LEESTEKST:
+---+
Bacteriën gedijen in zeer vijandige milieus

Op aarde zijn extreme milieus te vinden waar zelfs de taaiste en best uitgeruste avonturiers het loodje zouden leggen. Maar de bikkels onder de organismen, bacteriën, draaien hun hand niet om voor intense straling, een tekort aan zuurstof of bijtend zuur.

Marianentrog

De bodem van de Marianentrog, de diepste plek op aarde, ligt 11 kilometer onder de zeespiegel. De druk per cm2 komt overeen met een volwassen olifant die met zijn hele gewicht op je duim staat.

Er komt geen zonlicht op de bodem en de temperatuur ligt rond de 1 °C, maar toch leven er verschillende micro-organismen in de trog. Een team onderzoekers heeft zelfs aanwijzingen gevonden dat er hier meer bacteriële activiteit voorkomt dan op minder diepe plekken.

Dat komt vermoedelijk omdat organisch materiaal van dode dieren naar beneden zakt en zich ophoopt op de bodem van de trechtervormige trog. Daar kunnen de bacteriën van eten.

Mponeng-mijn

© Bloomberg/Getty Images

De Mponeng-mijn in Zuid-Afrika ligt 3 kilometer onder het aardoppervlak en is daarmee de diepste mijn ter wereld. Zuurstof en zonlicht zijn ver te zoeken, en de gangen staan vol bijtend zuur grondwater. Bovendien is het er 60 °C en is de straling van uraniumhoudende mineralen intens.
+---+
GEËXTRAHEERDE GEGEVENS:
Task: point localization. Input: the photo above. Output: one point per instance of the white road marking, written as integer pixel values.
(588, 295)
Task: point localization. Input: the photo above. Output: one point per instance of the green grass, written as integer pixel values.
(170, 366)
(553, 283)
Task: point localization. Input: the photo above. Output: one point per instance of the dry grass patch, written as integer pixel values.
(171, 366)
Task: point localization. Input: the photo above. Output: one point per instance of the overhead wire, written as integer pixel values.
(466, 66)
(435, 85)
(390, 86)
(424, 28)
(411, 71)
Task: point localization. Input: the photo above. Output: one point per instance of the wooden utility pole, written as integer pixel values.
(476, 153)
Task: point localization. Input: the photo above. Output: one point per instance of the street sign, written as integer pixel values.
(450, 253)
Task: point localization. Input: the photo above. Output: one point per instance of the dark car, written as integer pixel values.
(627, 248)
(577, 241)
+---+
TE BEANTWOORDEN VRAGEN:
1/ Hoe diep onder het aardoppervlak ligt de Mponeng-mijn volgens de leestekst over bacteriën in extreme milieus?
2/ Haal uit de leestekst over bacteriën in extreme milieus letterlijk alles van "De bodem van de Marianentrog, de" tot en met "minder diepe plekken.".
3/ Schrijf de leestekst over bacteriën in extreme milieus verder vanaf het punt waar hij ophoudt.

ANTWOORDEN PER OPDRACHT:
1/ De Mponeng-mijn ligt 3 kilometer onder het aardoppervlak.

2/
De bodem van de Marianentrog, de diepste plek op aarde, ligt 11 kilometer onder de zeespiegel. De druk per cm2 komt overeen met een volwassen olifant die met zijn hele gewicht op je duim staat.

Er komt geen zonlicht op de bodem en de temperatuur ligt rond de 1 °C, maar toch leven er verschillende micro-organismen in de trog. Een team onderzoekers heeft zelfs aanwijzingen gevonden dat er hier meer bacteriële activiteit voorkomt dan op minder diepe plekken.

3/
De bacterie Candidatus Desulforudis audaxviator maakt gebruik van het feit dat de straling het grondwater splitst in radicalen, die met zwavelmineralen uit het gesteente reageren. Daarbij ontstaan sulfaationen die de bacterie opneemt.

Antarctica

© Shutterstock

De ijswoestijnen van de Zuidpool zijn niet gemaakt voor leven. Een paar maanden per jaar laat de zon zich niet zien, de temperatuur kan tot -90 °C dalen en het landschap is dor en dood.

Maar zelfs zonder zonlicht en water weten bacteriën te overleven door energie uit de gassen in de atmosfeer te halen. Dankzij speciale genen kunnen ze waterstof, koolwaterstoffen en kooldioxide omzetten in energie.